### Document segment
Single ownership is one of those concepts that's both easier and more powerful than we realize.
People often think it's complex, because it most often appears in languages that are already complex for separate reasons.
Let's dispel that myth, and figure out what it really is!
Even if you already know what single ownership is, you'll probably find some interesting surprises:
Below, I'll explain single ownership from a C foundation, and then we'll see the weird things it can do.
With manual memory management, we usually make it clear who's responsible for eventually freeing certain memory, via documentation or naming.
For example, strdup will return a heap-allocated buffer, which the caller then owns. From GLib's strdup documentation:
So we make sure to eventually deliver this data to another function that destroys it.
If we don't do that, we get a memory leak; the memory is unusable for the rest of the program's run.
void main() {
char* myBuffer = GetRealPath("./myfile.txt");
// prints: /Users/Valerian/Bogglewoggle/myfile.txt
printf("Real path: %s\n", myBuffer);
// uh oh, we forgot to free(myBuffer)!
// Memory leak.
}
If we accidentally do it multiple times, the program might crash or exhibit undefined behavior.
void main() {
char* myBuffer = GetRealPath("./myfile.txt");
// prints: /Users/Valerian/Bogglewoggle/myfile.txt
printf("Real path: %s\n", myBuffer);
free(myBuffer);
// Shenanigans ensue!
free(myBuffer);
}
As any C programmer knows, we carefully track who owns the data, all the way from when it's created, to when it's finally destroyed.
At any given time in between, we can generally identify who "owns" certain data, whether it be a certain local variable or a field in some struct somewhere.
Of course, other pointers to the data can exist, they just don't own the data. We have a mental distinction between owning pointers and non-owning pointers.
If you've ever implemented a balancing binary search tree like a red-black tree or an AVL tree, recall that a parent conceptually has "owning" pointers to its children, and its children have non-owning pointers back to their parents.
Single ownership isn't just for pointers and malloc and free, it's to anything that we have a future responsibility for.
For example, pthread_create creates a handle that we're responsible for eventually pthread_destroying. We generalize this a bit more later, but for now let's just think about heap allocations.
When I was a wee lad, I would suffix my "owning" pointers with _owning to keep things straight.
Here's a balancing binary search tree node in regular C...
struct Node {
struct Node* parent;
struct Node* leftChild;
struct Node* rightChild;
};
...and here it is with some helpful _ownings added to the names.
struct Node {
struct Node* parent;
struct Node* leftChild_owning;
struct Node* rightChild_owning;
};
I had some sensible guidelines:
Rule 1: Anything that comes from malloc must be put in a variable ending in _owning.
######
### Provided data
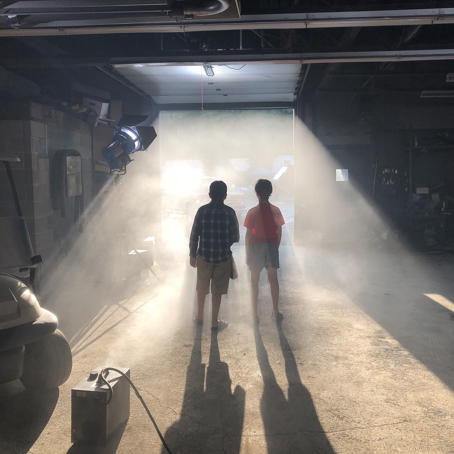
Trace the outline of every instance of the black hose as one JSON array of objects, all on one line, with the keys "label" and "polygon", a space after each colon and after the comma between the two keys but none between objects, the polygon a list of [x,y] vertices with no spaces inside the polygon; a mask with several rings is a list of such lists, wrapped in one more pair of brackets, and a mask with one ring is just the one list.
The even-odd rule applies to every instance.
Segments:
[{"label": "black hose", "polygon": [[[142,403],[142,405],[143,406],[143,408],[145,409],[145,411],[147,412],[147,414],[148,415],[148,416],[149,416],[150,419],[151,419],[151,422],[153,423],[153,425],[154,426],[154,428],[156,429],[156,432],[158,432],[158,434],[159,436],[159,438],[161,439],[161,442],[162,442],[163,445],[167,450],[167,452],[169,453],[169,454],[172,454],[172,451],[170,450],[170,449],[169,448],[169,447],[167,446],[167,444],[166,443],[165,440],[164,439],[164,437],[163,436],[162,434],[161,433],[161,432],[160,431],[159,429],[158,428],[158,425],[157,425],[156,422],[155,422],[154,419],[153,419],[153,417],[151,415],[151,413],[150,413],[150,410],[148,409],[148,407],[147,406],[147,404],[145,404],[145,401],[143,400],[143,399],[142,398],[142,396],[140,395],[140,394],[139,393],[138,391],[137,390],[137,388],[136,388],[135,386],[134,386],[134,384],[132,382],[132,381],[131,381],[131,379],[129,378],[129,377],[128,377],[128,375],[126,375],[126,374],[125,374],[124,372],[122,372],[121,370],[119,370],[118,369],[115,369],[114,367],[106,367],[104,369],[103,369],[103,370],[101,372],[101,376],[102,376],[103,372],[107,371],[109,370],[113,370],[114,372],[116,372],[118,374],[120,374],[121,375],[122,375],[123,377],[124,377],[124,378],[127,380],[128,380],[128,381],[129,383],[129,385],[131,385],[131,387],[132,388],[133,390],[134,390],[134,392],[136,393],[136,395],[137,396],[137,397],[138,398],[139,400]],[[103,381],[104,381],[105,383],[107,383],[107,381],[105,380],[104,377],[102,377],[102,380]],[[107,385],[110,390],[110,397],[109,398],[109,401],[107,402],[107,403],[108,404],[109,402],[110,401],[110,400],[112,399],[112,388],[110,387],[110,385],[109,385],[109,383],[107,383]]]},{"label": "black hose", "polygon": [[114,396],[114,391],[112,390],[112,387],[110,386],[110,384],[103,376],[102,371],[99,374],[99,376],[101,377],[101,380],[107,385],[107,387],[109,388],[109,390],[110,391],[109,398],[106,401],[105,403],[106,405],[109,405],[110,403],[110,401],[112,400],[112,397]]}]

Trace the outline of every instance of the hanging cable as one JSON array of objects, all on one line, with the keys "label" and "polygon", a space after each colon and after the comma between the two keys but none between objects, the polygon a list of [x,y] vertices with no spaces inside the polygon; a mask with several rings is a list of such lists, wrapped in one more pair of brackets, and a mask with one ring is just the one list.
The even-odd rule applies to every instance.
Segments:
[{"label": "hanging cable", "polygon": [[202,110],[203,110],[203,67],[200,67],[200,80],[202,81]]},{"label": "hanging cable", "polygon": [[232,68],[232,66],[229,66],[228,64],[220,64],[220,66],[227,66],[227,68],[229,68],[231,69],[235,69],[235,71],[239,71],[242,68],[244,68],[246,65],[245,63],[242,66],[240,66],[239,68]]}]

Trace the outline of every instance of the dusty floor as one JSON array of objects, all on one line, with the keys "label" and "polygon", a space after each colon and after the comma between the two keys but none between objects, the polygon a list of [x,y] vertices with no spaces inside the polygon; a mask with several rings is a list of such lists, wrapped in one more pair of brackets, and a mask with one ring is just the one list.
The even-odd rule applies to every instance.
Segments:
######
Task list.
1: Based on the single ownership article above, decide whether each statement agrees with it: (a) strdup returns a heap-allocated buffer that the caller owns; (b) freeing the same buffer twice causes a memory leak; (c) in a balancing binary search tree, children hold owning pointers to their parents. Answer yes or no for each and quote the deciding words.
2: In the records, replace "even-odd" with "nonzero" in the stretch from the line containing "Trace the outline of every instance of the dusty" through the end of the records. Leave everything else unchanged, and give back only those lines.

Written responses.
1:
(a) Yes: "strdup will return a heap-allocated buffer, which the caller then owns."
(b) No: "If we accidentally do it multiple times, the program might crash or exhibit undefined behavior."
(c) No: "its children have non-owning pointers back to their parents."

2:
Trace the outline of every instance of the dusty floor as one JSON array of objects, all on one line, with the keys "label" and "polygon", a space after each colon and after the comma between the two keys but none between objects, the polygon a list of [x,y] vertices with no spaces inside the polygon; a mask with several rings is a list of such lists, wrapped in one more pair of brackets, and a mask with one ring is just the one list.
The nonzero rule applies to every instance.
Segments:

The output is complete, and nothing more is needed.